Exercise aim: An exact transcription of every entry is required. Images are not part of it.

Given records: Begin

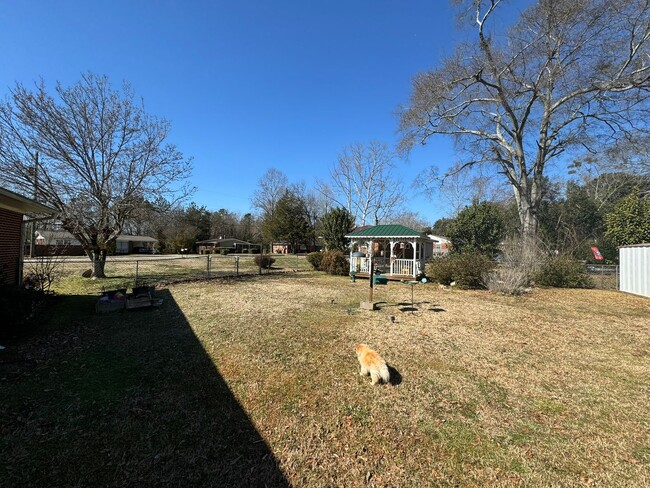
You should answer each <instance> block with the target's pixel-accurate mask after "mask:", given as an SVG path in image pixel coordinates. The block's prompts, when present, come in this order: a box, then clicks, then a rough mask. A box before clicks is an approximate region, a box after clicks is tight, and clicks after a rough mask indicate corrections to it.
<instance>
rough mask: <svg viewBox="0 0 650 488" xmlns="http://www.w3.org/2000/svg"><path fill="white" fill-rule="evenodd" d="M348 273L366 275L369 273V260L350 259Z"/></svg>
mask: <svg viewBox="0 0 650 488" xmlns="http://www.w3.org/2000/svg"><path fill="white" fill-rule="evenodd" d="M350 271H356V272H357V273H368V272H370V259H368V258H355V257H351V258H350Z"/></svg>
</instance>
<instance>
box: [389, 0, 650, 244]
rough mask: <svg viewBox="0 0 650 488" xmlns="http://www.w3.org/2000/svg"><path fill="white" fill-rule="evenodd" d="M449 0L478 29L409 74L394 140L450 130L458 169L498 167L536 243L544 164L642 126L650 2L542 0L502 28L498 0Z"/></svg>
mask: <svg viewBox="0 0 650 488" xmlns="http://www.w3.org/2000/svg"><path fill="white" fill-rule="evenodd" d="M457 3H461V4H464V5H466V6H467V5H469V4H470V3H471V10H472V12H473V15H472V18H473V24H474V26H475V27H476V37H475V38H474V40H473V41H471V42H469V43H467V44H464V45H462V46H459V48H458V49H457V50H456V52H455V54H454V55H452V56H450V57H449V58H448V59H447V60H446V61H445V62H444V64H443V65H442V66H441V67H440V68H438V69H436V70H434V71H430V72H425V73H421V74H419V75H417V76H416V78H415V79H414V81H413V93H412V96H411V101H410V104H409V106H408V107H405V108H403V109H402V111H401V120H400V129H401V132H402V134H403V139H402V145H401V147H402V148H403V149H408V148H410V147H412V145H413V144H415V143H417V142H421V143H425V142H426V141H427V140H428V139H429V138H430V137H431V136H433V135H436V134H443V135H451V136H454V137H455V138H456V142H457V145H458V148H459V149H460V150H461V151H463V152H464V159H463V164H462V165H461V166H459V167H458V168H457V171H460V170H464V169H465V168H468V167H472V166H475V165H486V164H487V165H493V166H496V170H497V171H498V172H500V173H502V174H503V175H504V176H505V178H506V179H507V181H508V183H509V184H510V185H511V186H512V188H513V192H514V196H515V199H516V203H517V208H518V213H519V219H520V221H521V226H522V233H523V236H524V238H525V240H526V241H529V240H530V241H531V242H532V241H533V240H534V237H535V236H536V233H537V227H538V210H539V206H540V202H541V199H542V188H543V184H544V175H545V172H546V170H547V168H548V166H549V164H550V163H551V162H553V161H557V160H558V158H559V156H561V155H563V154H565V153H567V152H568V151H571V150H574V149H577V148H578V147H580V148H583V147H589V148H590V149H592V150H594V149H595V148H597V147H599V146H602V145H603V144H605V143H611V142H612V141H614V140H616V139H620V138H622V137H625V136H627V135H629V134H631V133H633V132H635V131H639V130H642V129H646V128H647V126H646V123H645V121H646V120H647V114H648V103H647V102H648V94H649V91H648V89H649V88H650V76H649V75H650V58H649V53H648V42H649V40H650V2H649V1H648V0H620V1H617V2H612V1H610V0H539V1H538V2H536V3H535V4H533V5H532V6H530V7H529V8H528V9H527V10H525V11H524V12H523V13H522V15H521V16H520V18H519V19H518V20H517V21H516V23H515V24H514V25H513V26H512V27H511V28H510V29H508V30H507V31H506V32H503V33H498V34H497V29H498V26H495V25H494V24H493V22H495V21H496V18H497V16H496V13H497V11H499V10H500V9H502V8H505V7H504V6H503V4H504V2H503V1H502V0H472V1H471V2H469V1H460V2H457Z"/></svg>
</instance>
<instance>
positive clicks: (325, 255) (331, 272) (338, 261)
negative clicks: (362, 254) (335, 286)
mask: <svg viewBox="0 0 650 488" xmlns="http://www.w3.org/2000/svg"><path fill="white" fill-rule="evenodd" d="M322 254H323V257H322V259H321V262H320V270H321V271H325V272H326V273H329V274H331V275H336V276H346V275H347V274H348V273H349V272H350V263H348V259H347V255H346V254H345V253H343V252H342V251H325V252H324V253H322Z"/></svg>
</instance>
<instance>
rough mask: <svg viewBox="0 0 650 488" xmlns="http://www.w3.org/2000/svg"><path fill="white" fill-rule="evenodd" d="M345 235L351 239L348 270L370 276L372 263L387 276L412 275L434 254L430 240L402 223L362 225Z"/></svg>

Given records: End

Output:
You should answer each <instance> block with the target's pixel-accurate mask after "mask:", given as an SVG path in image pixel coordinates. The block's prompts, when present, come in this order: a box, then clicks, then a rough mask. A box before clicks is an approximate region, a box after clicks is tight, and clicks after a rough mask indicate corrections to it.
<instance>
rough mask: <svg viewBox="0 0 650 488" xmlns="http://www.w3.org/2000/svg"><path fill="white" fill-rule="evenodd" d="M348 273L366 275L369 273V260L350 259Z"/></svg>
mask: <svg viewBox="0 0 650 488" xmlns="http://www.w3.org/2000/svg"><path fill="white" fill-rule="evenodd" d="M350 271H356V272H357V273H368V272H370V259H368V258H355V257H351V258H350Z"/></svg>
</instance>
<instance>
box: [389, 0, 650, 244]
rough mask: <svg viewBox="0 0 650 488" xmlns="http://www.w3.org/2000/svg"><path fill="white" fill-rule="evenodd" d="M449 0L478 29L409 74L394 140L450 130L458 169L498 167L536 243L544 164L642 126L650 2L542 0L502 28L498 0Z"/></svg>
mask: <svg viewBox="0 0 650 488" xmlns="http://www.w3.org/2000/svg"><path fill="white" fill-rule="evenodd" d="M457 3H461V4H464V5H466V6H467V5H469V4H470V3H471V10H472V12H473V15H472V18H473V24H474V26H475V27H476V37H475V38H474V40H473V41H471V42H469V43H467V44H464V45H462V46H459V48H458V49H457V50H456V52H455V54H454V55H452V56H450V57H449V58H448V59H447V60H446V61H445V62H444V64H443V65H442V66H441V67H440V68H438V69H436V70H434V71H430V72H425V73H421V74H419V75H417V76H416V78H415V79H414V81H413V93H412V96H411V101H410V104H409V106H408V107H405V108H403V109H402V111H401V120H400V129H401V132H402V134H403V139H402V145H401V147H402V148H403V149H408V148H410V147H412V145H413V144H415V143H417V142H421V143H425V142H426V141H427V140H428V139H429V138H430V137H431V136H433V135H436V134H443V135H451V136H454V137H455V138H456V142H457V145H458V148H459V149H460V150H461V151H463V152H464V159H463V164H462V165H461V166H459V167H458V168H457V171H460V170H464V169H465V168H468V167H472V166H475V165H486V164H487V165H493V166H496V170H497V171H498V172H500V173H502V174H503V175H504V176H505V178H506V179H507V181H508V183H509V184H510V185H511V186H512V188H513V192H514V196H515V199H516V203H517V208H518V213H519V219H520V221H521V226H522V233H523V236H524V238H525V240H526V241H529V240H530V241H531V242H532V241H533V240H534V237H535V236H536V233H537V227H538V210H539V206H540V202H541V199H542V188H543V184H544V175H545V172H546V170H547V168H548V166H549V164H550V163H551V162H553V161H557V160H558V158H559V156H561V155H563V154H565V153H567V152H568V151H571V150H574V149H577V148H578V147H580V148H583V147H589V148H590V149H592V150H594V149H595V148H597V147H599V146H602V145H603V144H605V143H611V142H612V141H614V140H616V139H620V138H622V137H625V136H627V135H629V134H631V133H633V132H635V131H639V130H642V129H646V128H647V126H646V123H645V121H646V120H647V114H648V103H647V102H648V94H649V91H648V89H649V88H650V76H649V75H650V58H649V53H648V42H649V40H650V2H649V1H648V0H620V1H617V2H612V1H610V0H539V1H538V2H536V3H535V4H533V5H532V6H530V7H529V8H528V9H527V10H525V11H524V12H523V13H522V15H521V16H520V18H519V19H518V20H517V21H516V23H515V24H514V25H513V26H512V27H511V28H510V29H508V30H507V31H506V32H503V33H498V34H497V29H498V26H495V25H494V24H493V22H495V21H496V18H497V16H496V13H497V11H499V10H500V9H502V8H505V7H504V6H503V4H504V2H503V1H502V0H472V1H471V2H469V1H460V2H457Z"/></svg>
</instance>
<instance>
positive clicks: (325, 255) (331, 272) (338, 261)
negative clicks: (362, 254) (335, 286)
mask: <svg viewBox="0 0 650 488" xmlns="http://www.w3.org/2000/svg"><path fill="white" fill-rule="evenodd" d="M322 254H323V257H322V259H321V262H320V270H321V271H325V272H326V273H329V274H331V275H336V276H346V275H347V274H348V273H349V272H350V263H348V259H347V255H346V254H345V253H343V252H342V251H325V252H324V253H322Z"/></svg>
</instance>
<instance>
rough mask: <svg viewBox="0 0 650 488" xmlns="http://www.w3.org/2000/svg"><path fill="white" fill-rule="evenodd" d="M345 235L351 239L348 270L370 276L372 263L387 276L412 275L434 254L430 240L402 223L362 225Z"/></svg>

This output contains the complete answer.